### YOUR ASSIGNMENT
The whole listing is to be restated, character for character.

"""

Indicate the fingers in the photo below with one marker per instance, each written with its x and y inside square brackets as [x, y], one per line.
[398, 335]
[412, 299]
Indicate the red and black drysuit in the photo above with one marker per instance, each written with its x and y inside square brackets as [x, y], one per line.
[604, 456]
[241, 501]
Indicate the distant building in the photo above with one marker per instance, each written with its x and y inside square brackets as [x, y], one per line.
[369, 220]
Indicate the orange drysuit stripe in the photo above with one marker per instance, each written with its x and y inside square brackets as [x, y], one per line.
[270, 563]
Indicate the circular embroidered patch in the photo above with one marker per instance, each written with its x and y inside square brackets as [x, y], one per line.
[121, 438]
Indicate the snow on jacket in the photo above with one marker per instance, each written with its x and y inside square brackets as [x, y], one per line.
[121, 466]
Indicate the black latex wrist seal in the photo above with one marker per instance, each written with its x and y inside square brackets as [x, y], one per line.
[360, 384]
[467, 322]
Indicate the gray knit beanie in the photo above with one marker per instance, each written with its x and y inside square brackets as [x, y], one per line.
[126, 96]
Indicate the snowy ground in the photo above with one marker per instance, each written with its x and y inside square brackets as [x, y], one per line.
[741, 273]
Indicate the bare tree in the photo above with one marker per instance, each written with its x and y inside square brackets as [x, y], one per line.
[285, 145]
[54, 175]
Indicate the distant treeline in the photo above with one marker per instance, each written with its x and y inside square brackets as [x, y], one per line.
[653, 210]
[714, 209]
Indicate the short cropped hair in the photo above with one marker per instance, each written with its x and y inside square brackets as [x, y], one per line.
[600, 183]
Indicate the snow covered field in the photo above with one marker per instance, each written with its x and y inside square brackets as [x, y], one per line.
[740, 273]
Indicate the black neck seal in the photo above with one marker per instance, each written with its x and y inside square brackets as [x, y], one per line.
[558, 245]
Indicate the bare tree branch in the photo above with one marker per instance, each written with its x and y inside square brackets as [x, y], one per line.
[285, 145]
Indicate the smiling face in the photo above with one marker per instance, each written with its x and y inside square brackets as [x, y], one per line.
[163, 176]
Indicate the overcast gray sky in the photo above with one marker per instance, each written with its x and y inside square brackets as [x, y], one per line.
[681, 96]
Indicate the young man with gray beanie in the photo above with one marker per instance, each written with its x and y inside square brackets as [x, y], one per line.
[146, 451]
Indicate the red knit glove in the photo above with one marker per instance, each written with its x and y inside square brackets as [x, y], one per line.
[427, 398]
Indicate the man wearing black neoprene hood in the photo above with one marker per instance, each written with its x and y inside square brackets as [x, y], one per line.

"""

### EXERCISE OUTPUT
Indicate the fingers in the photo below with one marker per instance, each written with its x and y inside square brackets as [x, y], one per line.
[398, 335]
[412, 299]
Indicate the red and black drysuit in the photo above with one marker per instance, each written with its x and y inside square brackets as [x, y], one per line.
[604, 456]
[241, 501]
Indicate the distant building in the photo above with one marker per instance, each written with its x and y inside square brackets as [x, y], one per line.
[369, 220]
Indicate the orange drysuit stripe in the photo above with one marker per instance, each written with its x and y inside square brackets as [x, y], one per line.
[270, 563]
Indicate the circular embroidered patch in the photo above with one marker per instance, each written with its x and y inside square brackets as [x, y], one per line.
[121, 438]
Indicate the snow on jacket in the photo above with one marker per instance, each written with its x and y inside square brackets as [x, y], one per line.
[121, 466]
Indicate the black latex wrist seal in the photo above with one marker per instance, each written with its x and y inside square brackets as [x, y], one per line.
[360, 384]
[467, 322]
Indicate the gray knit beanie in the photo above with one marker per instance, each written with its x and y inside square brackets as [x, y], one per line.
[126, 96]
Indicate the snowy ground in the photo above with one marker per instance, each written with its x and y inside square brackets as [x, y], one per line.
[741, 273]
Indicate the bare tree in the photo above with one marker per instance, each written with its x and y inside square brackets as [x, y], one per line.
[285, 145]
[54, 175]
Indicate the distant treeline in the photo above with one marker per instance, each written with its x and y inside square brackets as [x, y], one per line.
[653, 210]
[714, 209]
Indicate the short cropped hair in the photo above with one marker per instance, each written with its x and y inside square brackets as [x, y], one per line.
[600, 183]
Indicate the snow covered field in the photo above with one marker per instance, each written with its x and y inside square brackets as [x, y], one per line.
[740, 273]
Indicate the black neck seal in the photo above with one marker per instance, each written with its x and y inside square brackets as [x, y], one per line.
[558, 245]
Indicate the bare tree branch in the photo above with one marker per instance, each written with its x and y inside square brackets as [x, y], one per line.
[285, 145]
Indicate the smiling face in the photo above with one marker per instance, each written with its x and y inside square brackets as [x, y], one per line.
[163, 176]
Indicate the overcast gray sky in the photo above with one marker per instance, each written with its x and y inside square brackets as [x, y], one per line.
[681, 96]
Indicate the young man with gray beanie in the photo above with one marker per instance, each written with its x and y inside square brackets as [x, y], one per line.
[146, 451]
Indicate the red knit glove in the photo above with one marker per instance, each written with its x and y inside square brackets as [x, y], one per line.
[427, 398]
Indicate the man wearing black neoprene hood in the photo above with one marker per instance, each written with its x and y inside square brackets as [x, y], one per line.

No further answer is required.